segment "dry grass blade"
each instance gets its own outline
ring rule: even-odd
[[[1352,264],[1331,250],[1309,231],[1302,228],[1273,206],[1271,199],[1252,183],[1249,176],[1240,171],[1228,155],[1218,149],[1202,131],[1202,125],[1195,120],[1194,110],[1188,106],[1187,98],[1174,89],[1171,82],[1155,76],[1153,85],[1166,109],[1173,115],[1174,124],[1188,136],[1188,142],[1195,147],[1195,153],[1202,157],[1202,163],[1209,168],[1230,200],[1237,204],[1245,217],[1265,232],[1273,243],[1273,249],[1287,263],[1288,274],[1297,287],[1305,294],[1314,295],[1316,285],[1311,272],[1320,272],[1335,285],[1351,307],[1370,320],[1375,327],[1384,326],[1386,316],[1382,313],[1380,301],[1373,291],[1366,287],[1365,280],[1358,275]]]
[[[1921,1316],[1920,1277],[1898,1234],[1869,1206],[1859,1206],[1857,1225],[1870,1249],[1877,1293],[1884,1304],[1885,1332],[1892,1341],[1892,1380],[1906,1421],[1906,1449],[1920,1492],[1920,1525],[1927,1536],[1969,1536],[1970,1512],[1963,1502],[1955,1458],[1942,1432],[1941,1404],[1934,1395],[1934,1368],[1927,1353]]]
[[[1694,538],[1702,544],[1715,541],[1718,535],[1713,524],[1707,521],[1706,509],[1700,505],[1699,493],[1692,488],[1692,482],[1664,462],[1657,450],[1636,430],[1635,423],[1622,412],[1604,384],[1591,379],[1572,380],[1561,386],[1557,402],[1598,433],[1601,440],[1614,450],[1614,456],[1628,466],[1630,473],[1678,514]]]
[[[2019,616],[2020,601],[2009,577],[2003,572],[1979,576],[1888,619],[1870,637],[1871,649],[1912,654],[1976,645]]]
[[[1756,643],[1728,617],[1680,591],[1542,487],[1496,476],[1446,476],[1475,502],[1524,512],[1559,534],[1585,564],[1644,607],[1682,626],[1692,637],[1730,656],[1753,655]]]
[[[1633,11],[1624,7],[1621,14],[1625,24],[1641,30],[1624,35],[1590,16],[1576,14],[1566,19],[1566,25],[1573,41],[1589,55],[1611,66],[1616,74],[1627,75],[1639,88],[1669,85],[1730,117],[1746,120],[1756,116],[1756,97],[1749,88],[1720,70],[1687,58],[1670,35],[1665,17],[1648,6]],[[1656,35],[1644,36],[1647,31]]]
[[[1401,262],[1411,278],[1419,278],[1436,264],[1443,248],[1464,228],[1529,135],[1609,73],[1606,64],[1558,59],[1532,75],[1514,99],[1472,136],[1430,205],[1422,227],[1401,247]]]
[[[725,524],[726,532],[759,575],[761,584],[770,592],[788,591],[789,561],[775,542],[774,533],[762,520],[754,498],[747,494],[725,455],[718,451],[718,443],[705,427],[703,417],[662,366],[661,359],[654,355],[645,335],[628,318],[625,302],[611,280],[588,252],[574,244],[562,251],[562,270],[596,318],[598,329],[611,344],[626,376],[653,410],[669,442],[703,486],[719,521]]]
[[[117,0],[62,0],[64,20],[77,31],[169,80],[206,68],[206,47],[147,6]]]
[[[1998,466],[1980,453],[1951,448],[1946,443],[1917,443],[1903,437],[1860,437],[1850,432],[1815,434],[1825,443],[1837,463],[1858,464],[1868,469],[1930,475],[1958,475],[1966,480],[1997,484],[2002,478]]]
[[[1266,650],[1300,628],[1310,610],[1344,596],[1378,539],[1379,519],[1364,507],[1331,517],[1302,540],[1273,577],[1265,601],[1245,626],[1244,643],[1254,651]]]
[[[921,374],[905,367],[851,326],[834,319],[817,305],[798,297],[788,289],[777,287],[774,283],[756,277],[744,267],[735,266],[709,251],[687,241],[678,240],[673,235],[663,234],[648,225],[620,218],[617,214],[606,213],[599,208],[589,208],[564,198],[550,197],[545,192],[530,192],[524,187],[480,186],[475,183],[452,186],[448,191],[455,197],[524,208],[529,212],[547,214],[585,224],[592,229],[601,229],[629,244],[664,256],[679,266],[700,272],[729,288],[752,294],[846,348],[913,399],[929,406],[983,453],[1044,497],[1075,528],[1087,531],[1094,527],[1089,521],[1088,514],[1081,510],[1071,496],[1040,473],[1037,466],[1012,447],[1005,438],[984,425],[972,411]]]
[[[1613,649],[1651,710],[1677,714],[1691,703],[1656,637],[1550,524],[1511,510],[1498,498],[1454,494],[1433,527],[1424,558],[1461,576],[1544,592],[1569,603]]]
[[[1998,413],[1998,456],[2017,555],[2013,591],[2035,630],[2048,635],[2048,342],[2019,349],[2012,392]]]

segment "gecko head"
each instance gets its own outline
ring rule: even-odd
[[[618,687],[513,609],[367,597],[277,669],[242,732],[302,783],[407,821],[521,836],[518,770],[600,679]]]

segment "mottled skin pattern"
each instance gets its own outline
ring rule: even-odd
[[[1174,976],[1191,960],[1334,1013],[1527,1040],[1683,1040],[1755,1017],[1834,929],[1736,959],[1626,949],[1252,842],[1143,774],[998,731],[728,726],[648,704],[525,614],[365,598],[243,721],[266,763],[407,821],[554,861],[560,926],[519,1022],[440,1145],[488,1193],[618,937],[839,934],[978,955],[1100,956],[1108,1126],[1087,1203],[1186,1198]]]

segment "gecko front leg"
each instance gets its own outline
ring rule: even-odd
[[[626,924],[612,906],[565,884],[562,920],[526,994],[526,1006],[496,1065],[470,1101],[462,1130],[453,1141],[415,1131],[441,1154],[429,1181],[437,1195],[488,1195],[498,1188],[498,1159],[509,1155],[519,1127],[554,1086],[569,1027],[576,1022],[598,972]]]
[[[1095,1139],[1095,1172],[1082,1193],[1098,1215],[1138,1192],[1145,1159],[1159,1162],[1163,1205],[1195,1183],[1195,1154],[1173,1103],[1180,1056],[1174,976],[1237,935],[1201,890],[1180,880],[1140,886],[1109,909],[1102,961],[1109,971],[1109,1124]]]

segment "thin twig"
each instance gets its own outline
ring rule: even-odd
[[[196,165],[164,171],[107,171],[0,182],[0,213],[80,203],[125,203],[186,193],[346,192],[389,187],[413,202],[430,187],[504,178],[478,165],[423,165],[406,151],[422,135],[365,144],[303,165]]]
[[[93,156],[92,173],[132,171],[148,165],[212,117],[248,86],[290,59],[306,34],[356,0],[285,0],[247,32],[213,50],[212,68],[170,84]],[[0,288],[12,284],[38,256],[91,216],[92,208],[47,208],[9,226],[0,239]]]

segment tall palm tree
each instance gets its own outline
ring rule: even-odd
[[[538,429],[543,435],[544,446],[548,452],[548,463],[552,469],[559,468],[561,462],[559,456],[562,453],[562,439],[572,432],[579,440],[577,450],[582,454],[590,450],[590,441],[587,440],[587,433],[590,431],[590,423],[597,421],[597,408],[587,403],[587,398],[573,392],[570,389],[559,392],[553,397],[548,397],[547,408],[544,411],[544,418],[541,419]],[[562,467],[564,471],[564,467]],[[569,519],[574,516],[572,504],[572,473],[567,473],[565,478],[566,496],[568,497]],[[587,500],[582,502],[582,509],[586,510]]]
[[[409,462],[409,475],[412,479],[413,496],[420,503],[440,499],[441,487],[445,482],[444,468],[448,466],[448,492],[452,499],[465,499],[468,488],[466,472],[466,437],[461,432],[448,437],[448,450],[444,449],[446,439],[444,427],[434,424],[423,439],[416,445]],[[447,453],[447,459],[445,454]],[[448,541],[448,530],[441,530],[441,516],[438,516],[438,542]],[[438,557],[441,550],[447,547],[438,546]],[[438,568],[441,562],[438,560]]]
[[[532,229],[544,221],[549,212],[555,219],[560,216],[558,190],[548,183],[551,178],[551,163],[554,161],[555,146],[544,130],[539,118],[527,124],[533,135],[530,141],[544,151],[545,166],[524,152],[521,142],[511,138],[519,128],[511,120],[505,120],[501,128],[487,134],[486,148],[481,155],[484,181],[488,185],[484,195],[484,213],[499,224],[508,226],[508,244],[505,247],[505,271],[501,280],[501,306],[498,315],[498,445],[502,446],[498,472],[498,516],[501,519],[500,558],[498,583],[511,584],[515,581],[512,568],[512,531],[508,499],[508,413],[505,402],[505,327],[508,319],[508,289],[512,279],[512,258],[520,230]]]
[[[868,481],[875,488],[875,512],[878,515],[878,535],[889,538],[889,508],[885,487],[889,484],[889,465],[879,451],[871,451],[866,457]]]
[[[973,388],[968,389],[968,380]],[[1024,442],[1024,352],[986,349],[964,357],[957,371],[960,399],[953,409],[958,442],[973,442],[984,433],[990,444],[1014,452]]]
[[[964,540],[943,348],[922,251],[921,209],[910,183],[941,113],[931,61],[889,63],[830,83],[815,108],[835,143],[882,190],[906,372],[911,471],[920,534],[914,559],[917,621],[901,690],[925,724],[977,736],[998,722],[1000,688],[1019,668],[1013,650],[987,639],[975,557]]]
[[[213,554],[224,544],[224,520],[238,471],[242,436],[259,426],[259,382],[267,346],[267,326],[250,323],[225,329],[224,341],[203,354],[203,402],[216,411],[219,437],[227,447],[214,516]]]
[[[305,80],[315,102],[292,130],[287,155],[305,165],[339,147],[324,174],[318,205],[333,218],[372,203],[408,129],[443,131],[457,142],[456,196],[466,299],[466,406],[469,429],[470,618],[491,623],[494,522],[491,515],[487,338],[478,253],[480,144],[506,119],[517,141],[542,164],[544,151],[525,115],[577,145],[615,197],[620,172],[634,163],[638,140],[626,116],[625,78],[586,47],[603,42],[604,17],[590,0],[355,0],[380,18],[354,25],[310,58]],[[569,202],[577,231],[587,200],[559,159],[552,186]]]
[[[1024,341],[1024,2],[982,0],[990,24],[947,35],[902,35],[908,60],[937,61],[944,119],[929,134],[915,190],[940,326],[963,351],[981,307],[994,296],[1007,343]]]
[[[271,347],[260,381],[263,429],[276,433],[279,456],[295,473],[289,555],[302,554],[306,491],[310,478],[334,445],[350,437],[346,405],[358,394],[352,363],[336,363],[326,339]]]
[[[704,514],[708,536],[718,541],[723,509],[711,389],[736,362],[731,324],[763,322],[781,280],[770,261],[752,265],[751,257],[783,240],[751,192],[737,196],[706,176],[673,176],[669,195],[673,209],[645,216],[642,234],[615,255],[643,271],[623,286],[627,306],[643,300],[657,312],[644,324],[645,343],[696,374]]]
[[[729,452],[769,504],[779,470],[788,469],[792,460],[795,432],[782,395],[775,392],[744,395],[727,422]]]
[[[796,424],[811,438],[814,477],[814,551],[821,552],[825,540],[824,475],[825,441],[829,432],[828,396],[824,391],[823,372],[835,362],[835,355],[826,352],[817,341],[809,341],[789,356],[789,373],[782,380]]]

**YOUR INSTRUCTIONS:**
Scan the data above for the word "segment". Copy every line in which it is found.

**ANSWER SPACE:**
segment "dry grass blade"
segment "gecko head"
segment "mottled skin pattern"
segment "gecko front leg"
segment "thin twig"
segment tall palm tree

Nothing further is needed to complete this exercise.